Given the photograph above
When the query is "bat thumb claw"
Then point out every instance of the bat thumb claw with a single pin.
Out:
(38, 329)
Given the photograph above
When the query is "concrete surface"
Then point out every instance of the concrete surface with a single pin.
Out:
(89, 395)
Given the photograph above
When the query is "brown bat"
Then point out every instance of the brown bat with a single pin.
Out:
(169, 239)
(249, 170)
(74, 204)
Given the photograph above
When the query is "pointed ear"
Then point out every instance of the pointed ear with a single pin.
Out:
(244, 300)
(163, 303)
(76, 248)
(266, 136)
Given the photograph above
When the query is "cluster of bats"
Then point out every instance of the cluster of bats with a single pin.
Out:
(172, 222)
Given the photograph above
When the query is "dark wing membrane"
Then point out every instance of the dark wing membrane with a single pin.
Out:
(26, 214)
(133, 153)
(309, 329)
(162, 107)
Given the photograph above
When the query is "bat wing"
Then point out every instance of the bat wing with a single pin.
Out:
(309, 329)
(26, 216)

» **TASK PROMPT**: Return the full listing unchanged.

» **ANSWER BELOW**:
Given the photograph above
When the query is "bat thumb claw"
Then point out every instance of the bat thumb claw with a single pin.
Out:
(38, 329)
Given the photograph above
When the query is "concrete surface"
Then point out every instance of the concrete surface with a single pin.
Out:
(89, 395)
Given the photograph above
When the query is "brown bat"
Then point out every instance of the brown bat with a single pin.
Out:
(169, 239)
(249, 170)
(74, 204)
Given the photograph above
When the query is "pointed ear"
Then point out every instance of the pointed ear with a single pin.
Out:
(244, 300)
(163, 303)
(76, 248)
(266, 136)
Given the photograph above
When the query is "cluster of bats"
Then point out every instance of the cluster of bats with a single pin.
Out:
(172, 222)
Given the photograph above
When the query is "dark wing membrane"
Then point out every instance of the dark wing membrane with a single pin.
Out:
(26, 214)
(133, 153)
(309, 329)
(162, 107)
Given the photograph above
When the query is "bat wing"
Then point out every instance of the bat wing with a single pin.
Out:
(309, 329)
(26, 216)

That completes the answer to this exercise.